• _Request_
Please copy the records below word for word, from the line containing "Could you point to the second" up to and including the line containing "(503, 1175)".

• _Records supplied_
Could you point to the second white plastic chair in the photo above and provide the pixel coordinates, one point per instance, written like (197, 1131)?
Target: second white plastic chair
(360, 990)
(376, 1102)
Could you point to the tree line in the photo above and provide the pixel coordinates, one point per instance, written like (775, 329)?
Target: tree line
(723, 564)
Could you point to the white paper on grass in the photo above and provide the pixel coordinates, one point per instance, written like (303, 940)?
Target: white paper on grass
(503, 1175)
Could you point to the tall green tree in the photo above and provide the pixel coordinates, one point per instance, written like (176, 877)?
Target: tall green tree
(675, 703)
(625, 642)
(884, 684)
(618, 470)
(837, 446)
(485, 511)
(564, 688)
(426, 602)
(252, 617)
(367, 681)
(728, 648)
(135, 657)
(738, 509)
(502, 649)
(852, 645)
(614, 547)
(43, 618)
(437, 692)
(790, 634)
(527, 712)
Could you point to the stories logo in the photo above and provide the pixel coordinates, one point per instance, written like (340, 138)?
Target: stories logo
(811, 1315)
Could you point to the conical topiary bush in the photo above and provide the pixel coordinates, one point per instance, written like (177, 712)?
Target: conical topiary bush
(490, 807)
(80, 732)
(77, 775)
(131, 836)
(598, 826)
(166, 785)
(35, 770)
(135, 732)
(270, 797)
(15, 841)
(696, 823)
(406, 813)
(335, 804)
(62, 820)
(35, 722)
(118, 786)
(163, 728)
==
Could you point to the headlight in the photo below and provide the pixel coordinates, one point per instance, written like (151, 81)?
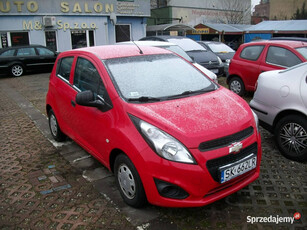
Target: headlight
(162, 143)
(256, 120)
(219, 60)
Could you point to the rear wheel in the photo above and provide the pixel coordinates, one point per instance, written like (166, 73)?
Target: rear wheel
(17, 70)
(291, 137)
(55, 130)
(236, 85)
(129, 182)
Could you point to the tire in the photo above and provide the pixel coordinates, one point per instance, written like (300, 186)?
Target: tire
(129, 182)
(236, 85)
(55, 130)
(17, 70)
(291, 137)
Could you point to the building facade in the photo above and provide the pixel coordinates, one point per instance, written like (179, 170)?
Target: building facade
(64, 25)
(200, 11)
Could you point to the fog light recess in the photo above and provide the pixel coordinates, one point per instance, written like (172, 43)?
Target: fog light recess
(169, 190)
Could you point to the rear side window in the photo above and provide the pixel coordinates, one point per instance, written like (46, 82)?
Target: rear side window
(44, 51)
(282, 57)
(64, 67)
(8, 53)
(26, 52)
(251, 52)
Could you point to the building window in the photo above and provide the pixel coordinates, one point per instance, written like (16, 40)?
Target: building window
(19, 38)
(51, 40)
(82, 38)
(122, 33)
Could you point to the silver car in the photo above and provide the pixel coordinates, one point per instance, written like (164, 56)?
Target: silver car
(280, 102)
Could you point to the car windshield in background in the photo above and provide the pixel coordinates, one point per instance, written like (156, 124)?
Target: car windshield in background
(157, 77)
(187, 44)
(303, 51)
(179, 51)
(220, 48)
* * *
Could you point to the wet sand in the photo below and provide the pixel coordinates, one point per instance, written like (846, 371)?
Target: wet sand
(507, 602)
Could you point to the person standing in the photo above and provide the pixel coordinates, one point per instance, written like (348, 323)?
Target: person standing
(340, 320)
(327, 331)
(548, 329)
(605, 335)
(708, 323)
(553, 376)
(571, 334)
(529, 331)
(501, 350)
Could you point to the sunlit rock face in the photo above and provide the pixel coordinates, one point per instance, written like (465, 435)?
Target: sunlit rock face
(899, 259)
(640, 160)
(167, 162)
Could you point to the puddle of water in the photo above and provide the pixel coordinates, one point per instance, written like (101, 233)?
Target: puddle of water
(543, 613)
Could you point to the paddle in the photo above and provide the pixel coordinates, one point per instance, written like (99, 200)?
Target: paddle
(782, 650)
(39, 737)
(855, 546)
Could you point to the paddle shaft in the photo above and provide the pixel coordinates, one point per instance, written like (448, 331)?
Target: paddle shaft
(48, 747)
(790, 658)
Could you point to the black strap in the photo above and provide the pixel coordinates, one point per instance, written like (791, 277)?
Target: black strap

• _Expected output_
Could you point to the second white plastic chair in the photo above and provide the pixel coordinates, one point per instance, written like (197, 1131)?
Target: second white plastic chair
(360, 990)
(376, 1102)
Could you point to the tree line in the photo above and provide the pixel coordinates, one point per instance, written like (775, 329)?
Target: tree line
(723, 564)
Could you point to the white paper on grass in the photo above and provide the pixel coordinates, one point per instance, written like (303, 940)?
Target: white paper on grass
(503, 1175)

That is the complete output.